Problem requirements: Convert every line of the items below into a Markdown table with the columns Row and Line. Number each row and leave out blank lines.

Records shown:
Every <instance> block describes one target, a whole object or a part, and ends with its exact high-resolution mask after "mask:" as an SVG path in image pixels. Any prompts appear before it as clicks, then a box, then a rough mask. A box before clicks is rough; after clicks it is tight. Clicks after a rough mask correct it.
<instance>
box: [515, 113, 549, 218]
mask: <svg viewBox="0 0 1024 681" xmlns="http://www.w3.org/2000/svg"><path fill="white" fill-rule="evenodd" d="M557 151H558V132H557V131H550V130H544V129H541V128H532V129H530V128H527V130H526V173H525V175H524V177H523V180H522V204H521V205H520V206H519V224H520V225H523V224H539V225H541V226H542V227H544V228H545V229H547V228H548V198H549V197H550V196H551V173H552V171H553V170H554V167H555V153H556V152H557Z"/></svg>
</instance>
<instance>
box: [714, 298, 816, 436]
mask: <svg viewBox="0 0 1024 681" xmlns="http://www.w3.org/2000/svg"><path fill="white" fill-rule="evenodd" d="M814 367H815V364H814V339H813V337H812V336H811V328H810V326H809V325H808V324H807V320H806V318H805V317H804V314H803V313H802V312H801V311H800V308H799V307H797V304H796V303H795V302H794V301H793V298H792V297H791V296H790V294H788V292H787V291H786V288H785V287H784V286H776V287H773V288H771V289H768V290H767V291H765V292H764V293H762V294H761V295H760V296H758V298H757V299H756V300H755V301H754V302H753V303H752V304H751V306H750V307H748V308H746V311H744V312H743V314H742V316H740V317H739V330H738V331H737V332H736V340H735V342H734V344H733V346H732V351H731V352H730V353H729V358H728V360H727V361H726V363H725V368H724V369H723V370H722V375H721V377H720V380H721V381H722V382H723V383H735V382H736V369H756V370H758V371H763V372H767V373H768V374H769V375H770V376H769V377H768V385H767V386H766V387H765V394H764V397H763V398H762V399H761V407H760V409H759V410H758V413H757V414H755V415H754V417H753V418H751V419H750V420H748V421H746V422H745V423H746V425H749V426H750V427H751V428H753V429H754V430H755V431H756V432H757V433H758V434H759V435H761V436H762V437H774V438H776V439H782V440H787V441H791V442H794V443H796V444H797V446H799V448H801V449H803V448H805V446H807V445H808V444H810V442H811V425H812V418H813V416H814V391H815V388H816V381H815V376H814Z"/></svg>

Result of this exercise:
| Row | Line |
|---|---|
| 1 | Every <instance> block describes one target, a whole object or a part, and ends with its exact high-resolution mask after "mask:" as an SVG path in image pixels. Any prompts appear before it as clicks, then a box, then a rough mask. A box before clicks is rough; after clicks it is tight. Clicks after a rough mask correct it. |
| 2 | <instance> |
| 3 | box: [515, 113, 549, 218] |
| 4 | mask: <svg viewBox="0 0 1024 681" xmlns="http://www.w3.org/2000/svg"><path fill="white" fill-rule="evenodd" d="M557 151H558V132H557V131H550V130H544V129H541V128H532V129H530V128H527V130H526V173H525V175H524V177H523V180H522V204H521V205H520V206H519V224H520V225H523V224H539V225H541V226H542V227H544V228H545V229H547V228H548V198H549V197H550V196H551V173H552V171H553V170H554V167H555V153H556V152H557Z"/></svg> |
| 5 | </instance> |
| 6 | <instance> |
| 7 | box: [714, 298, 816, 436] |
| 8 | mask: <svg viewBox="0 0 1024 681" xmlns="http://www.w3.org/2000/svg"><path fill="white" fill-rule="evenodd" d="M814 367H815V364H814V339H813V337H812V336H811V328H810V326H809V325H808V324H807V320H806V318H805V317H804V314H803V313H802V312H801V311H800V308H799V307H797V304H796V303H795V302H794V301H793V298H792V297H791V296H790V294H788V292H787V291H786V288H785V287H784V286H776V287H773V288H771V289H768V290H767V291H765V292H764V293H762V294H761V295H760V296H758V298H757V299H756V300H755V301H754V302H753V303H752V304H751V306H750V307H748V308H746V311H744V312H743V314H742V316H740V317H739V330H738V331H737V332H736V340H735V342H734V344H733V346H732V351H731V352H730V353H729V358H728V360H727V361H726V363H725V368H724V369H723V370H722V375H721V377H720V380H721V381H722V382H723V383H735V382H736V369H756V370H758V371H763V372H767V373H768V374H769V375H770V376H769V377H768V385H767V386H766V387H765V394H764V397H763V398H762V399H761V407H760V409H759V410H758V413H757V414H755V415H754V417H753V418H751V419H750V420H748V421H746V422H745V423H746V425H749V426H750V427H751V428H753V429H754V430H755V431H756V432H757V433H758V434H759V435H761V436H762V437H774V438H776V439H782V440H787V441H791V442H794V443H796V444H797V446H799V448H801V449H803V448H805V446H807V445H808V444H810V442H811V425H812V418H813V416H814V391H815V388H816V381H815V376H814Z"/></svg> |